Exercice court 1 >> Dans l'entretien avec Jean-Marie Le Pen, comment celui-ci qualifie-t-il la loi que le gouvernement a préparée contre les auteurs de propos racistes ?

Texte de lecture >>
━━━

Le Figaro : N'êtes-vous pas d'avis que tout ce qui touche à la notion de différence entre les races, voire d'inégalité dans l'évolution des civilisations, ne peut plus être abordé qu'avec une extrême circonspection depuis les crimes commis par les nazis ?

Jean-Marie Le Pen : C’est un point de vue subjectif. Il n’y a aucune commune mesure ni aucun rapport entre les deux choses. Ou alors, il faudrait interdire des pans entiers de la réflexion humaine. Cela me paraît un très mauvais procès. D'ailleurs, les électeurs prouvent qu'ils savent séparer le bon grain de l'ivraie.

Le Figaro : On a l'impression que votre mouvement se partage entre deux attitudes : d'une part, la provocation, et de l'autre, les efforts pour atteindre à la respectabilité...

Jean-Marie Le Pen : Je suis pour le respect de la laïcité de la politique. Et à ce titre, je n'accepte pas les tabous qu'on prétend imposer dans tel ou tel secteur de l'opinion ou de la pensée. C’est une donnée fondamentale, liée à la liberté de l’esprit. C’est une forme de tyrannie, de sujétion, d’accepter que d’aucuns déterminent arbitrairement des canons de la morale ou des critères de l'intelligence. Je ne l'accepte pas. Et comme nous sommes dans un pays démocratique, chacun exprime son sentiment, dans le cadre, bien sûr, du respect de la morale courante, mais c'est la seule limite qui soit concevable. On peut parfaitement dire : « M. Le Pen a mauvais goût, il n'a pas des opinions convenables » –, mais on ne peut pas l'empêcher de les exprimer.

Le Figaro : Le gouvernement a pourtant préparé un projet de loi – d'ailleurs controversé au sein de la majorité – permettant de poursuivre plus facilement les auteurs de propos racistes...

Jean-Marie Le Pen : Il s'agit d'une loi de circonstance, ad hominem. Le gouvernement décide où est la liberté de parole des politiques, et je constate simplement qu'il se montre beaucoup plus vigilant en ce qui concerne une formation politique de l'opposition qu'en ce qui concerne des mouvements subversifs armés, comme en Corse.

Le Figaro : Alain Juppé avait évoqué la possibilité de réintroduire une dose de proportionnelle dans le mode de scrutin pour les élections législatives. Ne serait-ce pas un moyen de vous refaire une place au Parlement ?

Jean-Marie Le Pen : Un certain nombre de gens sont en effet d'accord pour qu'il y ait des élus du Front national, mais non en proportion du nombre de nos électeurs, de telle sorte qu'on puisse nous retirer l'argument de l'injustice, sans que nous ayons un poids qui pourrait être pris en considération : on veut nous donner les miettes de la table, comme au petit chien de l'Évangile.

Le Figaro : La proportionnelle reste-t-elle indispensable pour vous ?

Jean-Marie Le Pen : Je crois que les barrages de papier ne résistent pas au torrent des faits, et que le scrutin majoritaire, imaginé pour nous écarter du pouvoir, sera peut-être le tremplin qui nous y amènera.

Le Figaro : Vous vous êtes récemment réclamé d’une « certaine idée de la France ». A la fête des BBR, votre discours a été interrompu par le « Chant des partisans ». Par ces références au gaullisme, n'êtes-vous pas en train d'adorer ce que vous avez brûlé ?

━━━

Entrées enregistrées
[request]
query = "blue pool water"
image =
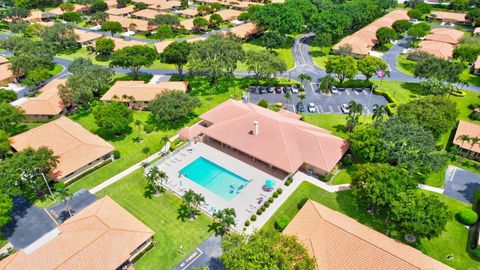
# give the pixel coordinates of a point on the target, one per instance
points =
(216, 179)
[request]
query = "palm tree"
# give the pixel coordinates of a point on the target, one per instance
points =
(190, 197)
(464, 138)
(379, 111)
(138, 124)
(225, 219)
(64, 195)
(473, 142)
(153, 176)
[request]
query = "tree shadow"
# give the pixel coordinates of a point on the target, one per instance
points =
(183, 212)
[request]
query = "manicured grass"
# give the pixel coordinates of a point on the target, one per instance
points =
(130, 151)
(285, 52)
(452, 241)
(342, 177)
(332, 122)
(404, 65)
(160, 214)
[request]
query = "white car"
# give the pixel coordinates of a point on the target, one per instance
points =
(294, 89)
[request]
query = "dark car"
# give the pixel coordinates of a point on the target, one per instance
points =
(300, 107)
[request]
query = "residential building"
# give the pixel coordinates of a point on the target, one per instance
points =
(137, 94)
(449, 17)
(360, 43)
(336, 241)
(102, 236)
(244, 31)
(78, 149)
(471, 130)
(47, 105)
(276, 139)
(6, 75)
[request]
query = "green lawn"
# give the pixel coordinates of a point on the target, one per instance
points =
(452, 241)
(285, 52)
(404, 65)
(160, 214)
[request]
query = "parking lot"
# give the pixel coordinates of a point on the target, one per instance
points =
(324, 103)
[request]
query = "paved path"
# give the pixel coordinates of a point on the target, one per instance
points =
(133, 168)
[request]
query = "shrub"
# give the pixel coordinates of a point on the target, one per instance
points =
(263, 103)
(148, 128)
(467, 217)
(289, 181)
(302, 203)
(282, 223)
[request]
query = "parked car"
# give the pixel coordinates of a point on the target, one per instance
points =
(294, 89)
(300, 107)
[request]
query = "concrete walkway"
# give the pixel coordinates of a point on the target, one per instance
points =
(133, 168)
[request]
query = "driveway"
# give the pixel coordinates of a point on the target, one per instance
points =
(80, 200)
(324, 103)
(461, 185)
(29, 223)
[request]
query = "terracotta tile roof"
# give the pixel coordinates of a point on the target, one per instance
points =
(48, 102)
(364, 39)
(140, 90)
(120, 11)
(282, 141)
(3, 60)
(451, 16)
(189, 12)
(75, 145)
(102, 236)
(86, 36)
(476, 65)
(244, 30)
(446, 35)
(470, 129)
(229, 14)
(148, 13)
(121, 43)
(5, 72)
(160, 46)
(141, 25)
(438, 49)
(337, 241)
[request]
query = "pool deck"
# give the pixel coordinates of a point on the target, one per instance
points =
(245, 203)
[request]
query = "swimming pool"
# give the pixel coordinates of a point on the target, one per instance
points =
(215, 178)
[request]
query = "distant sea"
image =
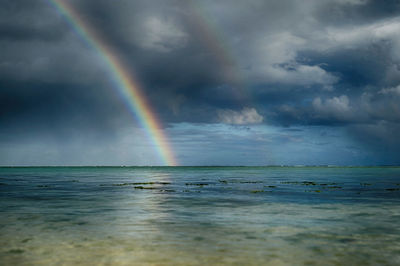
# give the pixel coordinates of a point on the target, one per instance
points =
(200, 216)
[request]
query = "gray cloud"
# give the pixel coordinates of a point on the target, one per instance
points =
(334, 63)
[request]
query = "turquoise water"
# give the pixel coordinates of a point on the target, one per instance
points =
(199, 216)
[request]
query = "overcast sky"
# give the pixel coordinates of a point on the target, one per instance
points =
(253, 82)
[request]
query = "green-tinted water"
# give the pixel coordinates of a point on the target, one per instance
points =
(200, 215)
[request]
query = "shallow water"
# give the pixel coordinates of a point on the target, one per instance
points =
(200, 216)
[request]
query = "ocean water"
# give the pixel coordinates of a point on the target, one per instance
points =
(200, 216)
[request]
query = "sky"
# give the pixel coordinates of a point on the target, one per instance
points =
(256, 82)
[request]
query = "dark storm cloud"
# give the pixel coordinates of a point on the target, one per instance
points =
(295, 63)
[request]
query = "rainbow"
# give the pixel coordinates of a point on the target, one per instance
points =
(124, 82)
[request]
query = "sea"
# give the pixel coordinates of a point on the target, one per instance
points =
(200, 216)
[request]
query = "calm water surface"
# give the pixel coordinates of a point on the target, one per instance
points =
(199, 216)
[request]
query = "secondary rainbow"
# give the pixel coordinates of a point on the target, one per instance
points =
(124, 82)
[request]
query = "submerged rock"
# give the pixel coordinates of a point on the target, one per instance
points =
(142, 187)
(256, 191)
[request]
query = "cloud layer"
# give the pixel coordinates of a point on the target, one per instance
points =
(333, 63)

━━━

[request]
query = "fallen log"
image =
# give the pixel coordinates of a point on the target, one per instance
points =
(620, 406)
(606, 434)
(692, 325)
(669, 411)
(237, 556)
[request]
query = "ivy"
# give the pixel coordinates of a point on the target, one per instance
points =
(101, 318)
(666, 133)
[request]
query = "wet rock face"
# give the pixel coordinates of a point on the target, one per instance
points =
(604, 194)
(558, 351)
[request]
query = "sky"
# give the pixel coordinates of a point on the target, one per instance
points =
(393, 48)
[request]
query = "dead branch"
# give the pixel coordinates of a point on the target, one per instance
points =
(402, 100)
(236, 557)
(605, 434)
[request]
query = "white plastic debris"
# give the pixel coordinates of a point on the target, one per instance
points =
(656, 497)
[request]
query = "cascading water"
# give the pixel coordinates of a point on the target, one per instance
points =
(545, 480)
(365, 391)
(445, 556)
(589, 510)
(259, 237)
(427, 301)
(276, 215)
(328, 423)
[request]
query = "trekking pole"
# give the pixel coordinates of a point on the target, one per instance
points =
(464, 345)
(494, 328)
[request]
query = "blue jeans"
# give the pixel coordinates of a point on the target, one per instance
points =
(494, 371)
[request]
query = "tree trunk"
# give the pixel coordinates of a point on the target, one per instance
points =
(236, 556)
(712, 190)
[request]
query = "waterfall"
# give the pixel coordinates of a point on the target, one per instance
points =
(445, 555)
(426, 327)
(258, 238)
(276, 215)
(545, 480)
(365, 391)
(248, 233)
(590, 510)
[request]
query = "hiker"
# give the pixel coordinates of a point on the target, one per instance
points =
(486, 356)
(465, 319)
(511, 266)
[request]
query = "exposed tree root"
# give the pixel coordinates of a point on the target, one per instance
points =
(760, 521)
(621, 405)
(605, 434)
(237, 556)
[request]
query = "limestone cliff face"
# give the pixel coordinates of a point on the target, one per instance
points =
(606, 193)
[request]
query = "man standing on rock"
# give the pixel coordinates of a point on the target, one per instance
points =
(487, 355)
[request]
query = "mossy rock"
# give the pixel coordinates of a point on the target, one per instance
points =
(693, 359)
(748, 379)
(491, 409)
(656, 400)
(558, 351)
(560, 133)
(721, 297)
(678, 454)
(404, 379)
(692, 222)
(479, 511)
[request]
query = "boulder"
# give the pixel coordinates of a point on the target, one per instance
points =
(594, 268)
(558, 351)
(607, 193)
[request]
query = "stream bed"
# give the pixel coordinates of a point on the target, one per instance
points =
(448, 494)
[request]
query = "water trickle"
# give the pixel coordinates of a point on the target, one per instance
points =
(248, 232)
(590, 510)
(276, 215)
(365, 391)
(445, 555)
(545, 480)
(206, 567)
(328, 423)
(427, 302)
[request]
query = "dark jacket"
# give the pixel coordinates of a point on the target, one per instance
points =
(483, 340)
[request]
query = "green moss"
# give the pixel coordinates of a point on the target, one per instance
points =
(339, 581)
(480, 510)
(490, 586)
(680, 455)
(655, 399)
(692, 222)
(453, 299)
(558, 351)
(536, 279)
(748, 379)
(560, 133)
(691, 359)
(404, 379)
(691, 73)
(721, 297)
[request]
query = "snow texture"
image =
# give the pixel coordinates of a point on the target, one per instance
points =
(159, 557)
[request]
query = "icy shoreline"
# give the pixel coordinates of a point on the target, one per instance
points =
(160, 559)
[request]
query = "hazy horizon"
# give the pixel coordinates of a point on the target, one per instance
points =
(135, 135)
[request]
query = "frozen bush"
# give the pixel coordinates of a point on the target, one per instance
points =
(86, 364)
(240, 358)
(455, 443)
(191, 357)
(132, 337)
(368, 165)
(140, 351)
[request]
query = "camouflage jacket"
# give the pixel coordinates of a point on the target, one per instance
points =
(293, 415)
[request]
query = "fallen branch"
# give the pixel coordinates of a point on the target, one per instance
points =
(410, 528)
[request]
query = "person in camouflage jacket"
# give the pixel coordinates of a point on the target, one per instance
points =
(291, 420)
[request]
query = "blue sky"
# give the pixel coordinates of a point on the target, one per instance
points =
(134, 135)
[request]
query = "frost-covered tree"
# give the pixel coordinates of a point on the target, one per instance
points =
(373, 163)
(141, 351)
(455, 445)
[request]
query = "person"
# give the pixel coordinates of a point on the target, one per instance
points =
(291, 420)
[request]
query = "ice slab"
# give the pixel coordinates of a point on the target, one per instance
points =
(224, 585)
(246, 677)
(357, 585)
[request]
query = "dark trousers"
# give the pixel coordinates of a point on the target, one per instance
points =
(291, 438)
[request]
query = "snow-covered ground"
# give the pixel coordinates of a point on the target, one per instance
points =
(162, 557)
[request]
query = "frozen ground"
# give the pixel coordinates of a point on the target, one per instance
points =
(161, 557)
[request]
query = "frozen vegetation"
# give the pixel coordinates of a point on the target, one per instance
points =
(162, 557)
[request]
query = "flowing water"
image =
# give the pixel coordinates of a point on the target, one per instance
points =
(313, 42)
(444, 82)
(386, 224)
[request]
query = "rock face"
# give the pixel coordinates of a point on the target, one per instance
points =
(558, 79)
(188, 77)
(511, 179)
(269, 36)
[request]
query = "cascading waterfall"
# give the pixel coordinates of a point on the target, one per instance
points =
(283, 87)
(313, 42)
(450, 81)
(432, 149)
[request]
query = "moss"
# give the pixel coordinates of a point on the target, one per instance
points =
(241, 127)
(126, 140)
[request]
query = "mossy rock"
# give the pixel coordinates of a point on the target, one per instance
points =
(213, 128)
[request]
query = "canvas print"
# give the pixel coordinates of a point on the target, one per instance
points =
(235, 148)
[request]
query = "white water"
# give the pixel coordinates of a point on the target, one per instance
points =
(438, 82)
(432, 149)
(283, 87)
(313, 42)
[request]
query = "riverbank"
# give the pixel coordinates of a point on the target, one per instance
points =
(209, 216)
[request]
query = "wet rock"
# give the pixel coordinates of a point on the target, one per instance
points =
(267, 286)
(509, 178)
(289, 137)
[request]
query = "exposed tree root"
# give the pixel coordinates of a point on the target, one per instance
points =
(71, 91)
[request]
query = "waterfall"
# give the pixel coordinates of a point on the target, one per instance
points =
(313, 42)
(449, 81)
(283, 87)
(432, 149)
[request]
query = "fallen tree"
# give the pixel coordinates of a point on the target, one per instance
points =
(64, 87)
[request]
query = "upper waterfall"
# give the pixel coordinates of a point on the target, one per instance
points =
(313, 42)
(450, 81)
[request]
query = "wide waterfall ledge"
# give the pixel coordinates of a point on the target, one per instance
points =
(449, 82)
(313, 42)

━━━

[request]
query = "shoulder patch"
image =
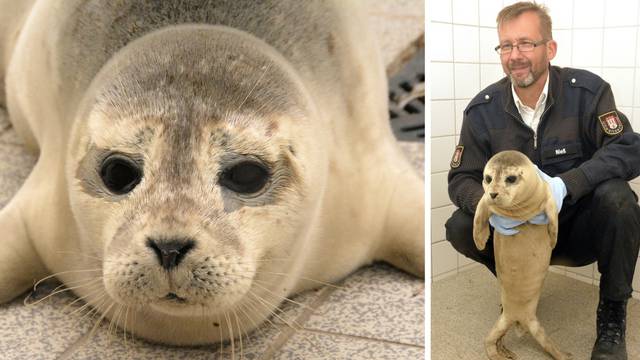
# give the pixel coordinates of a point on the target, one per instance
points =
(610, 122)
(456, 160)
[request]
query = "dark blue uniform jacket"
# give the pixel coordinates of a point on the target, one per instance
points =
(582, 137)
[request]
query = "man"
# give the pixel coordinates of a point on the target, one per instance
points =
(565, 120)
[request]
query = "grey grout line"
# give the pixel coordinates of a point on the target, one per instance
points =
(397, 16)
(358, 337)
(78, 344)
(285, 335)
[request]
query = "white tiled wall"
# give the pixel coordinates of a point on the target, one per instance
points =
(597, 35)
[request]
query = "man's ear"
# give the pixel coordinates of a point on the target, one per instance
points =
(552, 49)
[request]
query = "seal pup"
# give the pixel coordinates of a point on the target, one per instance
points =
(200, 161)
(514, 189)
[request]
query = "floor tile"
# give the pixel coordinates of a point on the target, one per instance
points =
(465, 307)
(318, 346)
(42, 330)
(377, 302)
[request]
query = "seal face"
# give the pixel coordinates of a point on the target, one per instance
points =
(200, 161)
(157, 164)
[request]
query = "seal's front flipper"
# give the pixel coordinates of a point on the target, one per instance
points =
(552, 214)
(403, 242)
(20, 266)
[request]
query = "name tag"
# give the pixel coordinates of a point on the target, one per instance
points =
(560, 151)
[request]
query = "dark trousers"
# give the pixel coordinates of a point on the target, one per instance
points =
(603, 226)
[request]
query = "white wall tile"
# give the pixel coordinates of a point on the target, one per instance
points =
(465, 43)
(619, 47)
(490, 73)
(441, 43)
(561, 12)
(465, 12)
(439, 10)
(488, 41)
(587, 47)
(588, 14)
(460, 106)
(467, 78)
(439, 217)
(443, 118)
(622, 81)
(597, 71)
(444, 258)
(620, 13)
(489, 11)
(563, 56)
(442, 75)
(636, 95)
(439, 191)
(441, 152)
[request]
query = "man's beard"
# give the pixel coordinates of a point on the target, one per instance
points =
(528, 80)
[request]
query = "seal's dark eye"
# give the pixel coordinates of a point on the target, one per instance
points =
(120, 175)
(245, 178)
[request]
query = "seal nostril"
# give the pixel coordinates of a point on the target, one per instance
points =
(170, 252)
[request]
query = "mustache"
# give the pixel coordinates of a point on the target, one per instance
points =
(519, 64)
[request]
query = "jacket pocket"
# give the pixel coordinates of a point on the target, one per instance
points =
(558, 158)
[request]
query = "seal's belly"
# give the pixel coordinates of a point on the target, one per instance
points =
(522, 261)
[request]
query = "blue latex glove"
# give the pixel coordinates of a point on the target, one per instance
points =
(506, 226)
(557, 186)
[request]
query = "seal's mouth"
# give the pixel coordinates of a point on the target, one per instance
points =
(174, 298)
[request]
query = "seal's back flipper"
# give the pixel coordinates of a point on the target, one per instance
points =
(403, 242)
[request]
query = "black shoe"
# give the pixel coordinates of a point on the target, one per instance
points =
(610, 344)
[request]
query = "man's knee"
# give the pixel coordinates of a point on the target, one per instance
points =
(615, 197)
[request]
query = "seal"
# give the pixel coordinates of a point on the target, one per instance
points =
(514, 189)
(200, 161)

━━━

Exercice court 2 >> Relevez chaque ligne des entrées qui contient la chaîne « pool ».

Réponse 1 >> Il la qualifie de loi de circonstance, ad hominem.

Réponse 2 >>
query = "blue pool water"
query = "pool deck"
query = "swimming pool"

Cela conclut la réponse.